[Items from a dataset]
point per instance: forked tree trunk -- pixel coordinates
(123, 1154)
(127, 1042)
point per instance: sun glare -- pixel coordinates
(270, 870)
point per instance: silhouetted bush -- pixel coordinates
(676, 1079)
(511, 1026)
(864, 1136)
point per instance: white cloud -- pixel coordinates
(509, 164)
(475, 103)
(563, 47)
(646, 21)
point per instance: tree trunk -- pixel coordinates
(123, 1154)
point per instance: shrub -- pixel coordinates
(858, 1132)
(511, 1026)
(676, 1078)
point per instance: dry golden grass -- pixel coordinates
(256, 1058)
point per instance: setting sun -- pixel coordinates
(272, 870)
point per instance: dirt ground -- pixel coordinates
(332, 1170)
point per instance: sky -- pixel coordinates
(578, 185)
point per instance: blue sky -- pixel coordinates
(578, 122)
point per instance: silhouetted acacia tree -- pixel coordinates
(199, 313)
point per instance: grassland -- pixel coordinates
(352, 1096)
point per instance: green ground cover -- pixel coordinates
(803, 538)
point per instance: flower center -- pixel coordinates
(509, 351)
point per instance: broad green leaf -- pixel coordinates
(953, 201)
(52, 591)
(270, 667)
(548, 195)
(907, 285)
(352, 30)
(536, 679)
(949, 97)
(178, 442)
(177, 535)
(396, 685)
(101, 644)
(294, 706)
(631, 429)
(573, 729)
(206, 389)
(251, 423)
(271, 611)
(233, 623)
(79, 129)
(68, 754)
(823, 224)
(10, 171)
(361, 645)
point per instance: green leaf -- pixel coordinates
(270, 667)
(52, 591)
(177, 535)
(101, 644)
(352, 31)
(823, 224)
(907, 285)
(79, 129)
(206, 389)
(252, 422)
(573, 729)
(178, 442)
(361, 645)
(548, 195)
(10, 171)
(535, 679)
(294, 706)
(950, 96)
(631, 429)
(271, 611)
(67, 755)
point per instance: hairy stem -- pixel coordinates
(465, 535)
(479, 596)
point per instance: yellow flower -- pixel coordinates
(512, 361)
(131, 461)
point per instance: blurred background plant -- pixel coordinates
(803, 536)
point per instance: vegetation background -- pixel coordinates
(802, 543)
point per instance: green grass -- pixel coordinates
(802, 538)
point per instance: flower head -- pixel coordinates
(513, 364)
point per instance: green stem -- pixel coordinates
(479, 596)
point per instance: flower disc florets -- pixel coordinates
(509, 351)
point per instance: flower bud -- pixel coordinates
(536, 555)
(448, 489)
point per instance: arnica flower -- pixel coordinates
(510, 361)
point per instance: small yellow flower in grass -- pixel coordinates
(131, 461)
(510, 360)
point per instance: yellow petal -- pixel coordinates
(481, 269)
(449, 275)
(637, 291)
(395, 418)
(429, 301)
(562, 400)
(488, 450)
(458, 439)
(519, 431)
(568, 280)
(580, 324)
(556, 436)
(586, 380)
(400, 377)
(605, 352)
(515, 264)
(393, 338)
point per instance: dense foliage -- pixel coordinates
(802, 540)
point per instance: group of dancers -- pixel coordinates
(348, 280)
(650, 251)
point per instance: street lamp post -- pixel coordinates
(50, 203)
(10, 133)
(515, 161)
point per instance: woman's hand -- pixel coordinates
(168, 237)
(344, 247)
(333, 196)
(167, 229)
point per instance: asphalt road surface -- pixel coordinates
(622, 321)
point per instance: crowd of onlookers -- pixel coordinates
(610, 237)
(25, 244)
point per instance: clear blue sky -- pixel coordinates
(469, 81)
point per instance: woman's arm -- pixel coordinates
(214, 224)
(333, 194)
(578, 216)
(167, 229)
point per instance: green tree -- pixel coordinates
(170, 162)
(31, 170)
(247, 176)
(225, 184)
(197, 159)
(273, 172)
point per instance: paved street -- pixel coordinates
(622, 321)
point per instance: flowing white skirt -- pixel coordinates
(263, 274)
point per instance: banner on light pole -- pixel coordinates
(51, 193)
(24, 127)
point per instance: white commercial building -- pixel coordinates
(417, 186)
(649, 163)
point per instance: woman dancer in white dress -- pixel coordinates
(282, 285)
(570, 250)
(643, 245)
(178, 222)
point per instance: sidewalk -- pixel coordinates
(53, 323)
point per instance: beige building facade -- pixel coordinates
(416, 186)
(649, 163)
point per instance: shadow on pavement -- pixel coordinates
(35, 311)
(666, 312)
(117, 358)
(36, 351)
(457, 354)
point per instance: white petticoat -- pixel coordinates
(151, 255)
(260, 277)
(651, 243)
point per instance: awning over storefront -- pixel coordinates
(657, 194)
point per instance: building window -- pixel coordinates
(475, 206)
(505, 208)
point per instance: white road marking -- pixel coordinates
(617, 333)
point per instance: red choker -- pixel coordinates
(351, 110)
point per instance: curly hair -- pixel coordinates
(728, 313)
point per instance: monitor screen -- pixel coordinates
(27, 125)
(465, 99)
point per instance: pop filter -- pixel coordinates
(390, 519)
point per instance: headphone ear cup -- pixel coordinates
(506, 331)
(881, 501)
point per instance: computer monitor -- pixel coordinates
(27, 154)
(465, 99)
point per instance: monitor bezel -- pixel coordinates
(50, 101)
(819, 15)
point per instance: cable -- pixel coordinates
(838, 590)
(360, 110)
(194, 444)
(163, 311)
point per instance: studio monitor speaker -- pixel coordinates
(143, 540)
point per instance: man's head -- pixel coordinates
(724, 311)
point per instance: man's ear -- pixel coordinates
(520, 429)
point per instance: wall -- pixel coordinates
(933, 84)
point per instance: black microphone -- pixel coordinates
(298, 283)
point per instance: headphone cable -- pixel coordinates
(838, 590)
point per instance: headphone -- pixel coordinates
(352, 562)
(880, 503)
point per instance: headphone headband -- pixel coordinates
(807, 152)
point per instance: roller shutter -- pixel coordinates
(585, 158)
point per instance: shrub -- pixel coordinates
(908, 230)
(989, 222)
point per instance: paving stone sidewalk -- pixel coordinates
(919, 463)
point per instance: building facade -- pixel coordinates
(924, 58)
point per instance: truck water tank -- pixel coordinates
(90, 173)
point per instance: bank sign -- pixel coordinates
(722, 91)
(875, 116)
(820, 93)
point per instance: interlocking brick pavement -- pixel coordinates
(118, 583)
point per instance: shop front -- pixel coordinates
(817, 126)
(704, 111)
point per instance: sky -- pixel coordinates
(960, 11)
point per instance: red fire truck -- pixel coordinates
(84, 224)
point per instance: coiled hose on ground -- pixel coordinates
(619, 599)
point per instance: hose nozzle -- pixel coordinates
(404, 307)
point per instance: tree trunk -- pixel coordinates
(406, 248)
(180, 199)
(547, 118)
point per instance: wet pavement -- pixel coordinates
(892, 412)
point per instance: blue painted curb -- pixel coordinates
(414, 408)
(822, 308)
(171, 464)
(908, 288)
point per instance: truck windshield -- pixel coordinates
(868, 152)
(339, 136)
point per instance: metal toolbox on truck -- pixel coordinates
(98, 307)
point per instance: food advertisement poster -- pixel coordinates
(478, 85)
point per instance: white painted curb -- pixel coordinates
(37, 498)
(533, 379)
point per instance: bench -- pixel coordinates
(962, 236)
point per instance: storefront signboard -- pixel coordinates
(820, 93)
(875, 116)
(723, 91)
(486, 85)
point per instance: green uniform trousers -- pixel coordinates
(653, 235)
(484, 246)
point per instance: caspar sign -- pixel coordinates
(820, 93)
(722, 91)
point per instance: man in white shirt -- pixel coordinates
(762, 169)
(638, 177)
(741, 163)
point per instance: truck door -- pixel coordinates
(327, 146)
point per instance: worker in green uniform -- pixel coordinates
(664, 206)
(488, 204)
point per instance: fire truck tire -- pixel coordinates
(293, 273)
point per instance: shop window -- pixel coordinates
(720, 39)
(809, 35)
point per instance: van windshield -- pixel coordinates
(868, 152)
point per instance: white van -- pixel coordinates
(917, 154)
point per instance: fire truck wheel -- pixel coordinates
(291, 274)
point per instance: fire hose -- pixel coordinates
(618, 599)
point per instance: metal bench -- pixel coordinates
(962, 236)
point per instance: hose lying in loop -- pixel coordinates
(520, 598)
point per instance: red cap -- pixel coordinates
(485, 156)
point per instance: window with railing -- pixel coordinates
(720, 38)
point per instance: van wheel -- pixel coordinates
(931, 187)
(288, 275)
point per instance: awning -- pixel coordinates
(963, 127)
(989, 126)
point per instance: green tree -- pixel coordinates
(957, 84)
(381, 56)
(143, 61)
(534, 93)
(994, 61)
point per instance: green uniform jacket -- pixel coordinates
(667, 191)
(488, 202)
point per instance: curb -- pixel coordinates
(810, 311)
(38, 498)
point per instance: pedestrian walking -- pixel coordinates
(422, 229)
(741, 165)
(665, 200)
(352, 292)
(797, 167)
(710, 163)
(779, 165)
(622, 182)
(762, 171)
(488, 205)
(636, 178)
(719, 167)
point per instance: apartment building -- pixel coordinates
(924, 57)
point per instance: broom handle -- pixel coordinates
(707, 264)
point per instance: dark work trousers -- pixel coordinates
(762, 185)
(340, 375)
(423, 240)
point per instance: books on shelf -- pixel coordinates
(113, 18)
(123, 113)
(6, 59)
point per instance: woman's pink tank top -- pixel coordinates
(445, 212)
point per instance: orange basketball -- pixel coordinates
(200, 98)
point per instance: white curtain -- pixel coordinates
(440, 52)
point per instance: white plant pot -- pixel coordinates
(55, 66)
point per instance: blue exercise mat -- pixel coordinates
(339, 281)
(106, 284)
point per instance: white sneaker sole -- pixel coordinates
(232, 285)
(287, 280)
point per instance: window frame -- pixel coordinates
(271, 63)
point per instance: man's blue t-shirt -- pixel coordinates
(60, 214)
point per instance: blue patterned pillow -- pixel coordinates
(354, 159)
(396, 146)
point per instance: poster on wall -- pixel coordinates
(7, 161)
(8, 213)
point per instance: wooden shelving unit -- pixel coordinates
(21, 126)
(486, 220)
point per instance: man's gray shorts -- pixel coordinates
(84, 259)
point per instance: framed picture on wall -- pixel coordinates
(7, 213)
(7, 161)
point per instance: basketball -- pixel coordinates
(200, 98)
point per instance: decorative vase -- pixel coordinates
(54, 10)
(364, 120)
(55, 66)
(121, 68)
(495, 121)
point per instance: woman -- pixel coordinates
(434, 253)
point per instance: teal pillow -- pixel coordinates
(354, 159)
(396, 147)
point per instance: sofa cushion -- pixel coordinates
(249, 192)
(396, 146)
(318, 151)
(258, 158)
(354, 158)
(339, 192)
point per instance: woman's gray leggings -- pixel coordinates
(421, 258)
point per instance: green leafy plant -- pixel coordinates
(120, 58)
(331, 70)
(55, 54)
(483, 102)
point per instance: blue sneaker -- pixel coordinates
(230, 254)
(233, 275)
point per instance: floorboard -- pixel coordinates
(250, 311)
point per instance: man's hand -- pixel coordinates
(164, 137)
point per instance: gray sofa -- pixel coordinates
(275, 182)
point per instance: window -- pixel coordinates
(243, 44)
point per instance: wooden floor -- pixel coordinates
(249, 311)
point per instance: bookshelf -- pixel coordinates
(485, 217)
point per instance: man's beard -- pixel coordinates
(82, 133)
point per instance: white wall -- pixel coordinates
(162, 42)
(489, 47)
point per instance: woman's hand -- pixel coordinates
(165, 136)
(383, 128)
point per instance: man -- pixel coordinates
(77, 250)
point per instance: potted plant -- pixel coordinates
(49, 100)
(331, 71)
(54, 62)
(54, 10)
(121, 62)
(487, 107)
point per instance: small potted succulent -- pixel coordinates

_Problem to solve_: Update the stretch from the start of the items through the line containing "(256, 1058)" by replacing "shrub" with "small bush", leaving everything else unchanged.

_Final result_:
point per instance: forked tree trunk -- pixel coordinates
(123, 1154)
(127, 1042)
point per instance: sun glare -- pixel coordinates
(270, 870)
point per instance: silhouetted bush -- pixel coordinates
(676, 1079)
(511, 1026)
(864, 1136)
point per instance: white cloud -- pixel coordinates
(509, 164)
(475, 103)
(563, 47)
(646, 21)
point per instance: tree trunk -- pixel coordinates
(123, 1154)
point per instance: small bush -- pixel coordinates
(858, 1132)
(511, 1026)
(676, 1078)
point per instance: dry golden grass -- pixel coordinates
(256, 1058)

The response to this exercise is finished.